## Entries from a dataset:
^^^^^^^^^^^^^^^^

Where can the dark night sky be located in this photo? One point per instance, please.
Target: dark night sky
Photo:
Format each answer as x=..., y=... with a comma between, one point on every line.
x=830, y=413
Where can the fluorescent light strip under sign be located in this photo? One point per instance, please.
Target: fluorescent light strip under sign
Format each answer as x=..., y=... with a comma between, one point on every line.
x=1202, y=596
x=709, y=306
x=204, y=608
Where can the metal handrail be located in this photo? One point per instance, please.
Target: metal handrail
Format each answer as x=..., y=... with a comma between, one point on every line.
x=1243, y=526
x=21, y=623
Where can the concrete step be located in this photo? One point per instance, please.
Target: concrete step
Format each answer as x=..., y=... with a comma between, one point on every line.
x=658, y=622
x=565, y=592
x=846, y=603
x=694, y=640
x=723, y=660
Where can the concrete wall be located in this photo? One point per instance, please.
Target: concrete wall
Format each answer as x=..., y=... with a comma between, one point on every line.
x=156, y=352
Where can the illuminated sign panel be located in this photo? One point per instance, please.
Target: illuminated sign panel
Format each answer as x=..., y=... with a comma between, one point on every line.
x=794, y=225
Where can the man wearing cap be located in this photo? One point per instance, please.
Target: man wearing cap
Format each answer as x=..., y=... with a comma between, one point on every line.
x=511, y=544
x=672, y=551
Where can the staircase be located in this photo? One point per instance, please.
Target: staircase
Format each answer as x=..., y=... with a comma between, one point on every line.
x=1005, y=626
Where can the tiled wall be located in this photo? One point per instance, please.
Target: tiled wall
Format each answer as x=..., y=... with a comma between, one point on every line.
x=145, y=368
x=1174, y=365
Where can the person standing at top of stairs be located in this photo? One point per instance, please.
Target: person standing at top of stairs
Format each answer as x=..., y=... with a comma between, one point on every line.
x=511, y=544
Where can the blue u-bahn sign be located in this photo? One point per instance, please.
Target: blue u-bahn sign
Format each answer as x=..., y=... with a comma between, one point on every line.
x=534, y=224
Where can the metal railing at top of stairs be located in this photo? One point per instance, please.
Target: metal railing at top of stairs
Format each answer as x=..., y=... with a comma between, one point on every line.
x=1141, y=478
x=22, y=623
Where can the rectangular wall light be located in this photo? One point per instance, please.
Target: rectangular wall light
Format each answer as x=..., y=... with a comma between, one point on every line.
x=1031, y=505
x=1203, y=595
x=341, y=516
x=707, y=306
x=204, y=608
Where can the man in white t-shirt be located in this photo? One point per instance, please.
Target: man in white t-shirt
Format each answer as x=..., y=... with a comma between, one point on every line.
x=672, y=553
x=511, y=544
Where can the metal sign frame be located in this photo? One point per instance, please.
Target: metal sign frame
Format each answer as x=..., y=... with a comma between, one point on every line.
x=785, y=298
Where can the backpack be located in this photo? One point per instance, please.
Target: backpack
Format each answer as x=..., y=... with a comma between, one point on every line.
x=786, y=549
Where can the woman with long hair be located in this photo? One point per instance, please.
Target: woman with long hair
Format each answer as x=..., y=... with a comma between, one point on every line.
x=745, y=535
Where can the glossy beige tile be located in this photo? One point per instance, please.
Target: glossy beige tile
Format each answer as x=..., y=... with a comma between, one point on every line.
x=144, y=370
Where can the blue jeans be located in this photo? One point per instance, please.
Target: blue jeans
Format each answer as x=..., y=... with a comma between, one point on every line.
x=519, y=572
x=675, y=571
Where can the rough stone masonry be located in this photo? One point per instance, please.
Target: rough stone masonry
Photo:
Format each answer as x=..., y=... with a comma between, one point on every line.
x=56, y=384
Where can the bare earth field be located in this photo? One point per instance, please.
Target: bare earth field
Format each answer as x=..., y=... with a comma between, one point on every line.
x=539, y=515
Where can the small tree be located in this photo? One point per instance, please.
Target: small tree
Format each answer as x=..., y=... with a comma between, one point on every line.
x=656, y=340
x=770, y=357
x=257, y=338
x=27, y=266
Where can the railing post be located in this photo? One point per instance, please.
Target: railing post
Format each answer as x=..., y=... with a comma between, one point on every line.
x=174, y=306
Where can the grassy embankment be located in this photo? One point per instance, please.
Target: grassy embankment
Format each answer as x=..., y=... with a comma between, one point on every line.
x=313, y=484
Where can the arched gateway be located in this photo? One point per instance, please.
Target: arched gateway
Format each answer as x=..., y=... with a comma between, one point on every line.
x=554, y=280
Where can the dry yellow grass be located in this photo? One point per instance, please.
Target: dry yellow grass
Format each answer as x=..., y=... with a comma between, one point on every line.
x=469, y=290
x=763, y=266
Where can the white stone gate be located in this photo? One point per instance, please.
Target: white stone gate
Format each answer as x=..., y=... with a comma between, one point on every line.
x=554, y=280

^^^^^^^^^^^^^^^^

## What is expected:
Transcribe every entry exactly, omitting nothing.

## Result:
Where can the dark night sky be located in this photo? One point per instance, please.
Target: dark night sky
Photo:
Format each answer as x=..., y=... with a comma between, one point on every line.
x=830, y=413
Where can the fluorescent light strip under sign be located in this photo? One point per instance, please.
Target: fluorescent light strip under sign
Format each answer as x=..., y=... with a comma between, one point on every line.
x=1202, y=596
x=709, y=306
x=204, y=608
Where can the metal handrail be located in this photo? One point per instance, please.
Target: metal handrail
Format each answer as x=..., y=... with a comma between, one point on every line.
x=1243, y=526
x=21, y=623
Where can the concrete step be located in this photo? One point per instance, please.
Target: concrete step
Format each answer as x=..., y=... with a comma between, one point on every line.
x=658, y=622
x=565, y=592
x=846, y=603
x=694, y=640
x=723, y=660
Where can the concrete wall be located in this photo? One point per instance, please.
Target: concrete wall
Format each answer as x=..., y=... with a comma between, one point on every line.
x=156, y=352
Where can the illuminated sign panel be located in this photo? One point per instance, please.
Target: illuminated sign panel
Format each answer as x=..., y=... with a comma between, one point on every line.
x=794, y=225
Where can the man wearing cap be located in this photo? One point per instance, please.
Target: man wearing cap
Format each answer as x=..., y=... with a comma between, one point on every line.
x=511, y=544
x=672, y=551
Where can the staircase be located in this photo? One point per instance, please.
Target: staircase
Format each answer as x=..., y=... with a comma between, one point on every line.
x=1005, y=626
Where can the tiled wall be located in this photo? One point per instance, please.
Target: tiled wall
Format each answer as x=..., y=... with a comma between, one point on every line.
x=145, y=368
x=1174, y=365
Where can the person standing at top of stairs be located in this photo? One point per instance, please.
Target: person standing at top of stairs
Format each answer as x=..., y=... with a comma between, one point on every line.
x=511, y=544
Where can the blue u-bahn sign be located in this photo? One point per instance, please.
Target: blue u-bahn sign
Format each answer as x=..., y=... with a comma between, one point on every line.
x=534, y=224
Where can the metal railing at top of stairs be located in this photo? One point per instance, please.
Target: metal railing at top of stairs
Format each answer as x=..., y=... with a comma between, one point on every line.
x=1141, y=478
x=22, y=623
Where can the rectangular wall light be located in this photo? One point per instance, please.
Target: rectangular wall light
Format each answer as x=..., y=... with a comma between, one point on every line.
x=1031, y=505
x=1203, y=595
x=341, y=516
x=707, y=306
x=204, y=608
Where can the man in white t-shirt be located in this photo? One point per instance, please.
Target: man in white t-shirt
Format each answer as x=..., y=... with a comma between, one point on every line.
x=672, y=553
x=511, y=544
Where can the metal sign frame be located in this photo? One point per instance, please.
Target: metal sign frame
Format each answer as x=..., y=... with a comma between, one point on every line.
x=785, y=298
Where can the backpack be located in this photo? One point per instance, please.
Target: backpack
Format each answer as x=..., y=... with a comma between, one point on every line.
x=786, y=549
Where can the woman with long hair be located in this photo? One point per instance, please.
Target: woman with long hair
Format each answer as x=..., y=... with a comma between, one point on every line.
x=745, y=535
Where can the glossy beige tile be located in this photo? One point per instance, please.
Target: glossy beige tile
Format each answer as x=..., y=... with a comma between, one point on every line.
x=144, y=370
Where can the blue jeans be located in this photo? One point per instance, please.
Target: blue jeans
Format each answer as x=..., y=... with a comma between, one point on every line.
x=519, y=572
x=675, y=571
Where can the rough stone masonry be located in this photo? One point per instance, please.
Target: rough stone masonry
Photo:
Format each answer as x=..., y=... with a comma between, one point on every line.
x=56, y=384
Where can the bare earth field be located in this photo? One point per instance, please.
Target: bare earth field
Format each answer as x=..., y=... with a comma between, one point on every line.
x=539, y=515
Where can the small tree be located in this photo? One point per instance, please.
Target: small tree
Format each answer as x=..., y=... with a comma between, one point on every line.
x=656, y=340
x=770, y=357
x=257, y=338
x=27, y=266
Where can the railing post be located in this photo? One point per instance, please.
Target: railing post
Format each answer as x=..., y=... with a comma between, one point on every line.
x=174, y=306
Where can the grassy embankment be located in this photo? One point per instance, please.
Target: grassy embankment
Format each answer as x=..., y=... with a comma between, one point on every line.
x=313, y=484
Where can the arched gateway be located in this photo? One point per instance, please.
Target: arched gateway
Format each answer as x=..., y=... with a comma between, one point on every line.
x=554, y=280
Where can the dry yellow grass be located in this photo? One point per instance, please.
Target: dry yellow grass
Format each answer as x=..., y=... with a comma between, one point on every line.
x=469, y=290
x=763, y=266
Where can the white stone gate be located in this photo? One point per instance, please.
Target: white stone gate
Format each answer as x=..., y=... with a comma between, one point on every line.
x=554, y=280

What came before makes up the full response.